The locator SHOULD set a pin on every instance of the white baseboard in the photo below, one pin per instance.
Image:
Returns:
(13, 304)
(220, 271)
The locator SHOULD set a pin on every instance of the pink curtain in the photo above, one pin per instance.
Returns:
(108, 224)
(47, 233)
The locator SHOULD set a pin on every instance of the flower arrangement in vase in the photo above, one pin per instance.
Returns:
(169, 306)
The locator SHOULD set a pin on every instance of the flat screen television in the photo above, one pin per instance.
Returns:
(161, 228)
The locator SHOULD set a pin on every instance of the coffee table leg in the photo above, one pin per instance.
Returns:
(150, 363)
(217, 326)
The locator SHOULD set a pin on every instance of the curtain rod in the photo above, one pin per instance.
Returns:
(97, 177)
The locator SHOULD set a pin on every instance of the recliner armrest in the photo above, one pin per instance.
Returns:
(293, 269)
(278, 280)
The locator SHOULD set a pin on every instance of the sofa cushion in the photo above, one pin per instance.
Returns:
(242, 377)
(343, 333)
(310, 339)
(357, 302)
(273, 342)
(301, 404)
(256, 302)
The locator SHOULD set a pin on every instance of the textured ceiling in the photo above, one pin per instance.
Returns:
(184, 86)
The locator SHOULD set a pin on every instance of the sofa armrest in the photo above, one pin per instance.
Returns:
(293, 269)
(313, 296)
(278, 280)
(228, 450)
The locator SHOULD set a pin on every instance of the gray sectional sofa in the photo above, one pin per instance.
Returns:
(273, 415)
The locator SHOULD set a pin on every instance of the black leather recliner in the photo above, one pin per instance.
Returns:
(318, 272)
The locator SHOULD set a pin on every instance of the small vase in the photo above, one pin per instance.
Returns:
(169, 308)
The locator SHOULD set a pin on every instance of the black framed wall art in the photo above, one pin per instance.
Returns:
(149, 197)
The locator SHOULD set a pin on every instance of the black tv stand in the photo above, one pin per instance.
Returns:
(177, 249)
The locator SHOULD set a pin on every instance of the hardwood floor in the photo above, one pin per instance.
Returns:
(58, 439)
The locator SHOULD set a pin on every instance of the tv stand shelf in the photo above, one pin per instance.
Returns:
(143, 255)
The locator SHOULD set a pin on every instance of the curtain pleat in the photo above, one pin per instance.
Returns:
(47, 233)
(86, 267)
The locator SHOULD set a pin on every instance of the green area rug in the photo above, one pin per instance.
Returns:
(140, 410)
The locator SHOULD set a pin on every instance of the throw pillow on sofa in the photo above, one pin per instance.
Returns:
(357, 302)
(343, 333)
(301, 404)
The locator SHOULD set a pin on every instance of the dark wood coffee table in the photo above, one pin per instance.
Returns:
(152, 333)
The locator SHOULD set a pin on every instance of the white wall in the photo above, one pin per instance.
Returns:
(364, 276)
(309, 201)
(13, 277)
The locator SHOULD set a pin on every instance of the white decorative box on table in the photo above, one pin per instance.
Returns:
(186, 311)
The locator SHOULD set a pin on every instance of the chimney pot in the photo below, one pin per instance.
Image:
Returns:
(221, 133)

**Problem to solve**
Swap "SHOULD" for "MUST" throughout all of the entries above and write them out again, leaving everything else unchanged.

**Finished answer**
The locator MUST set a pin on every instance of the white baseboard in the photo below, one pin per instance.
Image:
Returns:
(13, 304)
(220, 271)
The locator MUST set a pin on every instance of the pink curtain in the photo above, one pin per instance.
Returns:
(108, 224)
(47, 233)
The locator MUST set a pin on every instance of the flower arrangement in vase in the photo above, one pin per instance.
Returns:
(169, 306)
The locator MUST set a pin on every instance of the flat screen television in the photo above, one pin per instance.
Returns:
(161, 228)
The locator MUST set a pin on every instance of the coffee table leg in the photo above, one pin per instance.
Returns:
(150, 363)
(217, 326)
The locator MUST set a pin on every instance of the curtain rod in the photo above, one pin per instance.
Returns:
(97, 177)
The locator MUST set a pin on every instance of the recliner armrest in the photo above, one pin per instance.
Returns:
(293, 269)
(278, 280)
The locator MUST set a pin on every instance of the sofa cushion in the photo above, one pin per instance.
Returns:
(242, 377)
(343, 333)
(310, 339)
(357, 302)
(273, 342)
(301, 404)
(256, 302)
The locator MUST set a pin on every instance of the textured ceiling in the photo above, one pin per instance.
Returns:
(184, 86)
The locator MUST set a pin on every instance of the sofa armrest in the photo above, one pin per instance.
Returns:
(293, 269)
(313, 296)
(278, 280)
(228, 450)
The locator MUST set a pin on every instance of the gray sectional sofa in the photo above, one pin per instance.
Returns:
(273, 415)
The locator MUST set a pin on every instance of the black leather recliner in the photo above, one pin per instance.
Returns:
(318, 272)
The locator MUST set a pin on every instance of the small vase in the photo above, one pin per instance.
Returns:
(169, 308)
The locator MUST set a pin on every instance of the black framed wall art in the photo above, one pin per instance.
Returns:
(149, 197)
The locator MUST set a pin on every instance of the black tv stand in the photo above, one pin per instance.
Returns:
(177, 249)
The locator MUST set a pin on every instance of the hardwood floor in the photo above, one pin per instance.
Returns:
(58, 439)
The locator MUST set a pin on every instance of the tv stand shelf in the photo above, one pin per instance.
Returns:
(143, 255)
The locator MUST set a pin on every instance of the curtain pleat in the photo above, one pin per instance.
Returns:
(47, 233)
(86, 267)
The locator MUST set a pin on every instance of the green area rug in the photo above, one pin per instance.
Returns:
(140, 410)
The locator MUST set a pin on every instance of the throw pillow on sofa in the photo above, one pin per instance.
Returns:
(357, 302)
(343, 333)
(301, 404)
The locator MUST set a pin on every instance of the dark wood coffee table in the photo above, one pin per instance.
Returns:
(152, 333)
The locator MUST set a pin on every instance of the white wall in the photo above, one pin per instance.
Returns:
(364, 276)
(309, 201)
(13, 277)
The locator MUST set a pin on every instance of the white decorative box on table in the photo above, one pin per instance.
Returns:
(186, 311)
The locator MUST set a pin on every instance of the chimney pot in the photo below, one pin per instance.
Image:
Returns:
(221, 133)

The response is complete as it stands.